**AVAILABLE RECORDS:**
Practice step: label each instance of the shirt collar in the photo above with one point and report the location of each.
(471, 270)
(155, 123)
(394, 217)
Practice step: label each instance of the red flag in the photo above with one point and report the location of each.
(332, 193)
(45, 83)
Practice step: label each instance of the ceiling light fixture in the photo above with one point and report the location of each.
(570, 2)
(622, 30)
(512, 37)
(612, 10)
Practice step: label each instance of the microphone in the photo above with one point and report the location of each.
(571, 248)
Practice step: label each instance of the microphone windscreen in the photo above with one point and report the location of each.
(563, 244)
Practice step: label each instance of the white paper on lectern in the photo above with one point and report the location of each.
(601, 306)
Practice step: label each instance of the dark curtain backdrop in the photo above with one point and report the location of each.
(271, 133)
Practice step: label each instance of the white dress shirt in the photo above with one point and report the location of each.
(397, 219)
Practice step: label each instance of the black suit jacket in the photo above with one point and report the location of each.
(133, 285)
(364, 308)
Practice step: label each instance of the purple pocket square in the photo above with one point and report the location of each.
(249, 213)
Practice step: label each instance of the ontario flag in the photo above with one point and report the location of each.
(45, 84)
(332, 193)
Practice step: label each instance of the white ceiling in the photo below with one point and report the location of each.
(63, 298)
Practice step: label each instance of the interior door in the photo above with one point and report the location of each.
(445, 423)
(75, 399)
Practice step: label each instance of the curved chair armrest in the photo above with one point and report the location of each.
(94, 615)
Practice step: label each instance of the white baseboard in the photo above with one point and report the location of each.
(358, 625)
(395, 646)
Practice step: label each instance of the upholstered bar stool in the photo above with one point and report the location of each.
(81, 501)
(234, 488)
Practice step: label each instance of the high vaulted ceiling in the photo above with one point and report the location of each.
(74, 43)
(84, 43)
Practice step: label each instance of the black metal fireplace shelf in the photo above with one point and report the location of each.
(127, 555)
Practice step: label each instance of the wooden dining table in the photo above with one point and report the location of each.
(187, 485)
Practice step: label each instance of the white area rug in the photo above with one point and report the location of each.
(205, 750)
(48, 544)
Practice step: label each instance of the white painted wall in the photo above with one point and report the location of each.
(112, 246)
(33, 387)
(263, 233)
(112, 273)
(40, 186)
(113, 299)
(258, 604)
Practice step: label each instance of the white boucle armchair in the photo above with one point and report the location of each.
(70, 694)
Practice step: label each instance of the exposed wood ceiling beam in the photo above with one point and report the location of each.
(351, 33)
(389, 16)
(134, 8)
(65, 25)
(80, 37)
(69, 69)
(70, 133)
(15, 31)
--
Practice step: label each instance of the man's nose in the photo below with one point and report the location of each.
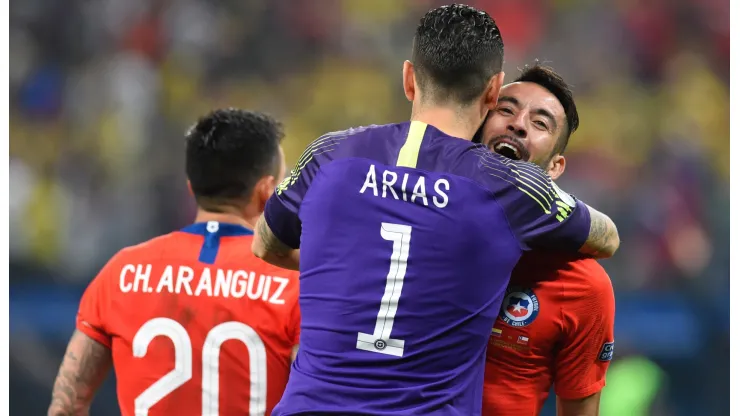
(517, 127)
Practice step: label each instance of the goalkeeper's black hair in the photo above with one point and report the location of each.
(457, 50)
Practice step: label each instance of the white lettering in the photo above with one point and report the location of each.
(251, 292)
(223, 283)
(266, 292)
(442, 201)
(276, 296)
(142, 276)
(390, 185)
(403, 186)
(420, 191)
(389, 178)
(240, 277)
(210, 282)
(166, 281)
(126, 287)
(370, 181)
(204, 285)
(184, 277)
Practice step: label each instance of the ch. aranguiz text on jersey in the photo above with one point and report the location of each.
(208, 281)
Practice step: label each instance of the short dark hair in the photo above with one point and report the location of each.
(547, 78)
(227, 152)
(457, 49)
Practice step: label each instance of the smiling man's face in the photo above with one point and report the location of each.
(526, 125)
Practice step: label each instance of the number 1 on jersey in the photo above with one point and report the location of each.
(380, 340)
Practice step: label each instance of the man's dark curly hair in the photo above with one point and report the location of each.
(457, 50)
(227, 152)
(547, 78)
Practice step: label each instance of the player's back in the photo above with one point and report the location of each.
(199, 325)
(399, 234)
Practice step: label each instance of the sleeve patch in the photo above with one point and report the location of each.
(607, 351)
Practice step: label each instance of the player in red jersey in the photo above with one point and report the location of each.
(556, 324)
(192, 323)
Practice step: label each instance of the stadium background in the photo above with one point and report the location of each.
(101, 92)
--
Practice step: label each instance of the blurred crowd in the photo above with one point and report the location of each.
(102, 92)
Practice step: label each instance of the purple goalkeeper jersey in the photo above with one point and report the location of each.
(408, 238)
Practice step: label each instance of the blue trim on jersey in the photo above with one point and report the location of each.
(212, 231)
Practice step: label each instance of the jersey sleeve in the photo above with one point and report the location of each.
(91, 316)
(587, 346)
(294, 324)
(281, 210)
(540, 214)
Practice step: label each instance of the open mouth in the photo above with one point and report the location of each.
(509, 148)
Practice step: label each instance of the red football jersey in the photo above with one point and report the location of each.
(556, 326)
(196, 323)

**EXERCISE TASK:**
Show every line of the entries above that contains the word "purple".

**RESPONSE TO THE TASK:**
Practice step: label each instance of the purple pocket square in the photo above with one point and report the location of each.
Practice step: label each instance of the purple goalkeeper jersey in the photo above with one point and report the location of each.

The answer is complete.